• **Records to process**:
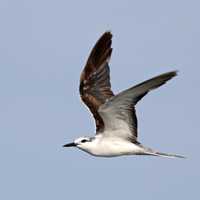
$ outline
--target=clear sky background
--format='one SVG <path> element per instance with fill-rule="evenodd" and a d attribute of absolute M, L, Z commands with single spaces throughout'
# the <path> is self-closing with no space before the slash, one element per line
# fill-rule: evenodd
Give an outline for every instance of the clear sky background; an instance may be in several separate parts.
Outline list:
<path fill-rule="evenodd" d="M 199 1 L 0 1 L 0 199 L 198 199 Z M 188 159 L 95 158 L 62 145 L 94 134 L 79 76 L 111 30 L 115 93 L 179 76 L 137 105 L 139 141 Z"/>

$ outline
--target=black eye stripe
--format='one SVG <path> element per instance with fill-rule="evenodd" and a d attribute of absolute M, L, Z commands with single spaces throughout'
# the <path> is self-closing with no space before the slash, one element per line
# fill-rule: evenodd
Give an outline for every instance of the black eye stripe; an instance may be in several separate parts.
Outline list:
<path fill-rule="evenodd" d="M 83 139 L 83 140 L 81 140 L 81 143 L 85 143 L 85 142 L 87 142 L 88 140 L 86 140 L 86 139 Z"/>

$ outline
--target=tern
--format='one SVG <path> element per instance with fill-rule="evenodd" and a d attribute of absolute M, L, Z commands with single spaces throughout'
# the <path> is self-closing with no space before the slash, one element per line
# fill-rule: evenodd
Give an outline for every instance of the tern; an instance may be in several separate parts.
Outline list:
<path fill-rule="evenodd" d="M 143 146 L 138 140 L 135 106 L 148 92 L 177 75 L 167 72 L 135 85 L 117 95 L 111 90 L 109 60 L 112 34 L 105 32 L 93 47 L 80 77 L 80 96 L 96 122 L 94 137 L 79 137 L 63 147 L 77 147 L 93 156 L 151 155 L 184 156 L 162 153 Z"/>

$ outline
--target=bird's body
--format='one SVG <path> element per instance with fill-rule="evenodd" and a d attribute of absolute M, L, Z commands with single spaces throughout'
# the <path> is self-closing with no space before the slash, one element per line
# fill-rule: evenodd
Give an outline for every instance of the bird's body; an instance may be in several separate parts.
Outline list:
<path fill-rule="evenodd" d="M 88 142 L 87 146 L 80 147 L 80 149 L 100 157 L 144 154 L 143 149 L 138 144 L 118 137 L 103 137 L 102 135 L 96 136 L 93 142 Z"/>
<path fill-rule="evenodd" d="M 91 51 L 80 79 L 81 99 L 93 114 L 96 135 L 80 137 L 64 147 L 76 146 L 101 157 L 153 155 L 183 158 L 144 147 L 137 140 L 135 105 L 149 91 L 176 76 L 176 71 L 161 74 L 114 95 L 108 66 L 112 53 L 111 44 L 112 34 L 105 32 Z"/>

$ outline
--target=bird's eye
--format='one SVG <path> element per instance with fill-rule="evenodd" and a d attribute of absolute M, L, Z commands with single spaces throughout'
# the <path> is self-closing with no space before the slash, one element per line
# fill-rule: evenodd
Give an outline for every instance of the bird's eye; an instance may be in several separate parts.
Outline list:
<path fill-rule="evenodd" d="M 83 139 L 83 140 L 81 140 L 81 143 L 85 143 L 85 142 L 87 142 L 88 140 L 86 140 L 86 139 Z"/>

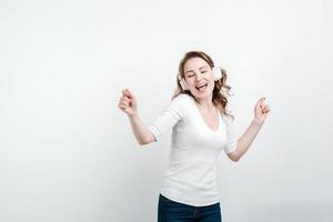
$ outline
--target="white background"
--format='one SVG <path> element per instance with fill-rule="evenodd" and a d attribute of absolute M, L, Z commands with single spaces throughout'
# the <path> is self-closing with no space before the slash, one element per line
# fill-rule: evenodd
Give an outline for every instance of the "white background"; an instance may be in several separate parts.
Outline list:
<path fill-rule="evenodd" d="M 219 161 L 226 222 L 332 221 L 333 3 L 0 2 L 0 221 L 157 221 L 170 133 L 140 147 L 171 101 L 176 68 L 203 50 L 226 69 L 241 135 L 269 118 L 240 162 Z"/>

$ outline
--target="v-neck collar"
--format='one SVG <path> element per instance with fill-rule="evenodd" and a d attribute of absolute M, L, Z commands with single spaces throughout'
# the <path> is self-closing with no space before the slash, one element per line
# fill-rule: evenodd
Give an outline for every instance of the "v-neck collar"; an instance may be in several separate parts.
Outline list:
<path fill-rule="evenodd" d="M 209 129 L 211 132 L 213 132 L 213 133 L 216 133 L 218 131 L 219 131 L 219 129 L 220 129 L 220 127 L 221 127 L 221 119 L 220 119 L 220 112 L 219 112 L 219 110 L 218 110 L 218 108 L 214 105 L 214 108 L 216 109 L 216 111 L 218 111 L 218 128 L 215 129 L 215 130 L 213 130 L 212 128 L 210 128 L 208 124 L 206 124 L 206 122 L 204 121 L 204 119 L 203 119 L 203 117 L 202 117 L 202 114 L 201 114 L 201 112 L 200 112 L 200 110 L 199 110 L 199 107 L 196 105 L 196 103 L 195 103 L 195 100 L 191 97 L 191 101 L 192 101 L 192 104 L 194 105 L 194 108 L 195 108 L 195 112 L 199 114 L 199 117 L 200 117 L 200 119 L 201 119 L 201 122 L 205 125 L 205 128 L 206 129 Z"/>

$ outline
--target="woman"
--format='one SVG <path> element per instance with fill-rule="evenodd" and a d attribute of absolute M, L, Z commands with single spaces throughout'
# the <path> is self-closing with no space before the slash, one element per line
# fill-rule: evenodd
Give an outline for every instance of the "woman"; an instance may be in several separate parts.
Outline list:
<path fill-rule="evenodd" d="M 130 119 L 139 144 L 159 141 L 172 128 L 170 163 L 159 195 L 159 222 L 222 221 L 216 161 L 223 150 L 236 162 L 248 151 L 270 111 L 261 98 L 254 118 L 241 138 L 226 111 L 225 70 L 202 51 L 190 51 L 179 64 L 178 89 L 169 105 L 148 127 L 137 112 L 134 94 L 125 89 L 119 108 Z"/>

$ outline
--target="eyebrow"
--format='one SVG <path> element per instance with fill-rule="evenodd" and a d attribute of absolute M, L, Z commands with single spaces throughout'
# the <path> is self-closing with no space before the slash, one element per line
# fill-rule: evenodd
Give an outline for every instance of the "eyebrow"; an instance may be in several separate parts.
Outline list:
<path fill-rule="evenodd" d="M 203 67 L 199 68 L 199 70 L 201 70 L 201 69 L 203 69 L 203 68 L 208 68 L 208 65 L 203 65 Z M 193 70 L 188 70 L 188 71 L 185 71 L 185 73 L 188 73 L 188 72 L 193 72 Z"/>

• **Exercise objective**:
Reproduce all of the lines above verbatim, omitting the pictures.

• **Solution to this task**:
$ outline
--target=clear sky background
--format='one SVG <path> element per instance with fill-rule="evenodd" and a d attribute of absolute M, L, Z commands with single spaces throughout'
# the <path> is self-closing with no space before the slash, one element per line
# fill-rule: evenodd
Give an outline for every instance of the clear sky background; an instance may be in several separate parts.
Outline list:
<path fill-rule="evenodd" d="M 199 1 L 0 1 L 0 199 L 198 199 Z M 188 159 L 95 158 L 62 145 L 94 134 L 79 76 L 111 30 L 115 93 L 179 76 L 137 105 L 139 141 Z"/>

$ outline
--target=black eye stripe
--format='one SVG <path> element per instance with fill-rule="evenodd" and a d attribute of absolute M, L, Z commands with single spaces throughout'
# the <path> is self-closing with no space before the slash, one element per line
# fill-rule: evenodd
Give an outline for every instance of the black eye stripe; an instance may be in several separate parts.
Outline list:
<path fill-rule="evenodd" d="M 83 139 L 83 140 L 81 140 L 81 143 L 85 143 L 85 142 L 87 142 L 88 140 L 86 140 L 86 139 Z"/>

$ outline
--target=tern
--format='one SVG <path> element per instance with fill-rule="evenodd" and a d attribute of absolute M, L, Z commands with single spaces throughout'
# the <path> is self-closing with no space before the slash, one element per line
# fill-rule: evenodd
Give an outline for every instance of the tern; an instance may be in several separate parts.
Outline list:
<path fill-rule="evenodd" d="M 143 146 L 138 140 L 135 106 L 148 92 L 177 75 L 167 72 L 135 85 L 117 95 L 111 90 L 109 60 L 112 34 L 105 32 L 93 47 L 80 77 L 80 96 L 96 122 L 94 137 L 79 137 L 63 147 L 77 147 L 93 156 L 151 155 L 184 156 L 162 153 Z"/>

$ outline
--target=bird's body
--format='one SVG <path> element per instance with fill-rule="evenodd" and a d attribute of absolute M, L, Z commands with single spaces throughout'
# the <path> is self-closing with no space before the slash, one element per line
# fill-rule: evenodd
Give an outline for every instance of the bird's body; an instance may be in several separate parts.
Outline list:
<path fill-rule="evenodd" d="M 88 142 L 87 146 L 80 147 L 80 149 L 100 157 L 144 154 L 143 149 L 138 144 L 118 137 L 103 137 L 102 135 L 96 136 L 93 142 Z"/>
<path fill-rule="evenodd" d="M 91 51 L 80 79 L 81 99 L 93 114 L 96 135 L 80 137 L 64 147 L 76 146 L 101 157 L 153 155 L 183 158 L 144 147 L 137 140 L 135 105 L 149 91 L 176 76 L 176 71 L 161 74 L 114 95 L 108 66 L 112 53 L 111 44 L 112 34 L 105 32 Z"/>

$ outline
--target=bird's eye
--format='one SVG <path> element per instance with fill-rule="evenodd" and a d attribute of absolute M, L, Z commands with single spaces throughout'
# the <path> is self-closing with no space before the slash, one element per line
# fill-rule: evenodd
Give an outline for every instance of the bird's eye; an instance may be in several separate parts.
Outline list:
<path fill-rule="evenodd" d="M 83 139 L 83 140 L 81 140 L 81 143 L 85 143 L 85 142 L 87 142 L 88 140 L 86 140 L 86 139 Z"/>

$ outline
--target="white background"
--format='one SVG <path> element per instance with fill-rule="evenodd" and a d attribute of absolute M, L, Z commands with single spaces throughout'
# the <path> is self-closing with no space before the slash, one element per line
# fill-rule: evenodd
Give an outline for every instance of the "white background"; an instance may be in several separate parts.
Outline list:
<path fill-rule="evenodd" d="M 219 161 L 226 222 L 332 221 L 333 3 L 0 2 L 0 221 L 157 221 L 170 133 L 140 147 L 171 101 L 176 68 L 203 50 L 226 69 L 241 135 L 269 118 L 240 162 Z"/>

$ outline
--target="v-neck collar"
--format='one SVG <path> element per instance with fill-rule="evenodd" and a d attribute of absolute M, L, Z commands with single spaces throughout'
# the <path> is self-closing with no space before the slash, one element per line
# fill-rule: evenodd
Give an outline for every instance of the "v-neck collar"; an instance may be in several separate parts.
Outline list:
<path fill-rule="evenodd" d="M 209 129 L 211 132 L 213 132 L 213 133 L 216 133 L 218 131 L 219 131 L 219 129 L 220 129 L 220 127 L 221 127 L 221 119 L 220 119 L 220 112 L 219 112 L 219 110 L 218 110 L 218 108 L 214 105 L 214 108 L 216 109 L 216 111 L 218 111 L 218 128 L 215 129 L 215 130 L 213 130 L 212 128 L 210 128 L 208 124 L 206 124 L 206 122 L 204 121 L 204 119 L 203 119 L 203 117 L 202 117 L 202 114 L 201 114 L 201 112 L 200 112 L 200 110 L 199 110 L 199 107 L 196 105 L 196 103 L 195 103 L 195 100 L 191 97 L 191 101 L 192 101 L 192 104 L 194 105 L 194 108 L 195 108 L 195 112 L 199 114 L 199 117 L 200 117 L 200 119 L 201 119 L 201 122 L 205 125 L 205 128 L 206 129 Z"/>

$ outline
--target="woman"
--format='one SVG <path> element per instance with fill-rule="evenodd" and a d attribute of absolute M, L, Z commands with single spaces throughout'
# the <path> is self-closing with no space before the slash, one element per line
# fill-rule: evenodd
Give an outline for every instance of the "woman"; an instance may be in several separate parts.
Outline list:
<path fill-rule="evenodd" d="M 130 119 L 139 144 L 159 141 L 172 128 L 170 163 L 159 195 L 159 222 L 222 221 L 216 161 L 223 150 L 236 162 L 248 151 L 270 111 L 261 98 L 254 118 L 241 138 L 226 111 L 225 70 L 202 51 L 190 51 L 179 64 L 178 89 L 169 105 L 148 127 L 137 112 L 134 94 L 125 89 L 119 108 Z"/>

$ outline
--target="eyebrow"
--format='one SVG <path> element per instance with fill-rule="evenodd" and a d attribute of absolute M, L, Z commands with single spaces throughout'
# the <path> is self-closing with no space before the slash, one element per line
# fill-rule: evenodd
Give an outline for every instance of the "eyebrow"; an instance may be in several separate parts.
Outline list:
<path fill-rule="evenodd" d="M 203 67 L 199 68 L 199 70 L 201 70 L 201 69 L 203 69 L 203 68 L 208 68 L 208 65 L 203 65 Z M 193 70 L 188 70 L 188 71 L 185 71 L 185 73 L 188 73 L 188 72 L 193 72 Z"/>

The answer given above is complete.